---- SELECTED PASSAGE
Most Popular Sports
All Sports
Show All

Savoldelli: Cycling's sage

Eurosport
ByEurosport

Published 30/05/2005 at 16:19 GMT

"Serenity" is a common denominator in the personality of Paolo Savoldelli, the Giro d'Italia laureate broadcasting a Zen-like calm throughout a raucous three-week race that proved to be the closest-called edition of the Giro in 29 years. Here, the Italian

Eurosport

Image credit: Eurosport

"I won this Giro because I knew I could lose it," the 32-year-old Discovery Channel rider said in Confucius-says code before expounding:
"My goal was to stay as calm as possible. I never let myself give in to panic. In another time, I might have cracked, but the past two years have taught me everything."
Savoldelli's reference to the past two years of his cycling career was apropos, the Italian disappearing into a 24-month tunnel of illness and injury, including a face-first collision with a motorcycle in 2003 that left him with a crushed jaw and nose.
Result: The pummelling Salvodelli endured at the 2005 Giro (the Italian was relentlessly accosted by the general-classification ambitions of Gilberto Simoni, Danilo Di Luca and Jose Rujano) was a cool mint compared to the life lessons sent Savoldelli's way.
--------
---- RECORDED INFORMATION
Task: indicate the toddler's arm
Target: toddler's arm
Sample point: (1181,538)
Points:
--------
◆ GIVEN PROBLEM 1
Echo the part of the Savoldelli article that begins at the words "Savoldelli's reference to" and stops after "sent Savoldelli's way.".
◆ GIVEN PROBLEM 2
According to the Savoldelli article, what injuries did his 2003 collision with a motorcycle leave him with?
The data is not needed for this work.

◆ CORRECT RESPONSE 1
Savoldelli's reference to the past two years of his cycling career was apropos, the Italian disappearing into a 24-month tunnel of illness and injury, including a face-first collision with a motorcycle in 2003 that left him with a crushed jaw and nose.
Result: The pummelling Salvodelli endured at the 2005 Giro (the Italian was relentlessly accosted by the general-classification ambitions of Gilberto Simoni, Danilo Di Luca and Jose Rujano) was a cool mint compared to the life lessons sent Savoldelli's way.

◆ CORRECT RESPONSE 2
A crushed jaw and nose.